• EXERCISE INPUTS
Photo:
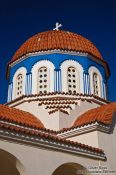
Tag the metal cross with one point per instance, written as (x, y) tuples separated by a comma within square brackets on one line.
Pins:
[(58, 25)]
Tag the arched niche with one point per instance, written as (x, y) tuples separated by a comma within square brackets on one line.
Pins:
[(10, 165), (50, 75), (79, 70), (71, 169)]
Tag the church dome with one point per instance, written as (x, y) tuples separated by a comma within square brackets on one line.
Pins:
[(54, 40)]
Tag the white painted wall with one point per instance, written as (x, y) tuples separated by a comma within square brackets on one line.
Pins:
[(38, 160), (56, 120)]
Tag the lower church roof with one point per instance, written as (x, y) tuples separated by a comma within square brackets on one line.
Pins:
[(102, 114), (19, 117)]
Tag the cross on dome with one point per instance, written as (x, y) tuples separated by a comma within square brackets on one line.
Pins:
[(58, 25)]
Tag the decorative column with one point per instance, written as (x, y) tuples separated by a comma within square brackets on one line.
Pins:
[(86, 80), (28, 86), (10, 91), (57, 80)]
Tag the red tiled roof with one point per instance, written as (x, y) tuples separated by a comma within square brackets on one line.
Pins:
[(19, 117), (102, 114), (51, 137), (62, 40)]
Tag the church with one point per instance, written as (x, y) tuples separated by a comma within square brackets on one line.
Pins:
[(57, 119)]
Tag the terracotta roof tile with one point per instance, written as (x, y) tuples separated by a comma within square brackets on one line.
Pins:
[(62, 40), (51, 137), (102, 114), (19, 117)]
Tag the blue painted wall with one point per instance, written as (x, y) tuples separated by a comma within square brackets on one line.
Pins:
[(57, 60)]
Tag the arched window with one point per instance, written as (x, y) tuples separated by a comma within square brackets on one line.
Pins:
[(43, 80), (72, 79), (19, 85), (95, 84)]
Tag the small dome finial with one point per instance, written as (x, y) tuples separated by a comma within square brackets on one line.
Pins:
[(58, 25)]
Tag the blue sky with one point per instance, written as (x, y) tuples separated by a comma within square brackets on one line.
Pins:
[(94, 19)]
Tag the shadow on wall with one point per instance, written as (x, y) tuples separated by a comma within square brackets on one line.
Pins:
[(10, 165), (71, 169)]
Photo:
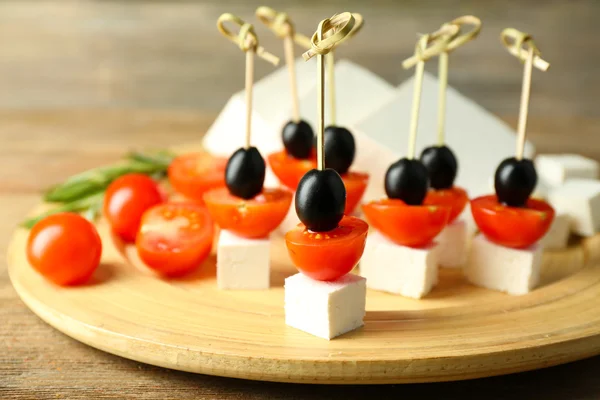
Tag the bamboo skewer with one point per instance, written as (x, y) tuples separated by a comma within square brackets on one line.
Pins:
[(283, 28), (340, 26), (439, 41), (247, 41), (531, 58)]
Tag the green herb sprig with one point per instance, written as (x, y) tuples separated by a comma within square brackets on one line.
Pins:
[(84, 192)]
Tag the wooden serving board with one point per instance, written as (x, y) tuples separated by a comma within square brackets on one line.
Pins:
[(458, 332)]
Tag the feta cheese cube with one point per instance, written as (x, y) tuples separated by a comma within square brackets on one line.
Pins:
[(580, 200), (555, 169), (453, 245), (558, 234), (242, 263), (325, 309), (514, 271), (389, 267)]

• SHORT TASK
In the records above, swap every "one point per instance" for "a single point for each instance" and reproduce them with nothing else altered. Omit the pictures from your answer.

• THE OUTPUT
Photo:
Tag the metal cross with a single point for each instance, written as (x, y) tuples separated by a comma within square brackets on one line.
Pins:
[(58, 25)]
Tag the arched niche with a single point for each instance, written as (x, y) tuples separated by a comma within square brackets on one line.
Pins:
[(10, 165), (50, 75), (79, 70), (71, 169)]
Tag the church dome with a single point for each instance, written as (x, y) tuples separated by a comma within square brackets on one line.
Pins:
[(54, 40)]
Tag the white painted wall with a single point for each instance, written as (x, y) tuples separated by a comma within square brackets on one line.
Pins:
[(38, 160), (56, 120)]
Tag the lower church roof with a single point for each instance, written as (x, y) tuples separated by a comma within square brackets on one line.
Pins:
[(102, 114), (19, 117)]
Tag the cross on dome with a single point for each instance, written as (x, y) tuples separated by a comma within square brackets on one line.
Pins:
[(58, 25)]
Tag the decorative column with a single point for each instance, written as (x, y) tuples separated by a comma within square brackets on one line.
Pins:
[(86, 80), (28, 86), (10, 91), (57, 80)]
Tag the red tiled roof with a single point for each instance, written as (x, y) tuples separated by a comma within square brackets on one line.
Pins:
[(19, 117), (102, 114), (51, 137), (62, 40)]
Tag the church with a single point for each instance, written as (x, y) tuples separated by a comma within square brackets on one line.
Pins:
[(57, 119)]
Tag the terracotta roof tile with a single point for each instance, written as (x, y) tuples separated by a comma within square brackets on one line.
Pins:
[(62, 40), (51, 137), (102, 114), (19, 117)]
Tag the blue painted wall with a single point for each instance, written as (x, y) tuples separated by a comma within square brackets on one line.
Pins:
[(57, 60)]
Tag the arched window with a single point for each instance, written as (x, y) tuples separated by a comma within square brackets on one line.
Pins:
[(43, 80), (72, 79), (19, 85), (95, 84)]
Tag the small dome finial with a single point for each instance, written as (x, y) tuples separated by a comma within square brackets on one line.
Pins:
[(58, 25)]
Tag the blue sky with a single point for each instance, written as (x, y) tuples separated by a comma within square brackets on one line.
Pins:
[(94, 19)]
Tag the shadow on wall with a single point for each instance, written as (x, y) tuples separated by a comma within square brackets on one line.
Pins:
[(10, 165), (71, 169)]
Photo:
Tag the bamboo skewer with a single point for each instance, written as (x, y) tuples separated by a comma within square brackets on one line.
Pins:
[(283, 28), (340, 26), (439, 41), (247, 41), (531, 58)]
Tag the green herb sprig with a single point for each instance, written as (x, y) tuples separated by a comma within square brackets on one line.
Pins:
[(84, 192)]
Tag the wooden serving board with a single point for each instance, written as (x, y) tuples separated by a comma within square brackets on one line.
Pins:
[(458, 332)]
Tag the feta cheese cube with a single point for each instance, written as (x, y) tuples separated by a comma within square brackets on one line.
Pins:
[(580, 200), (555, 169), (453, 245), (558, 234), (242, 263), (325, 309), (514, 271), (389, 267)]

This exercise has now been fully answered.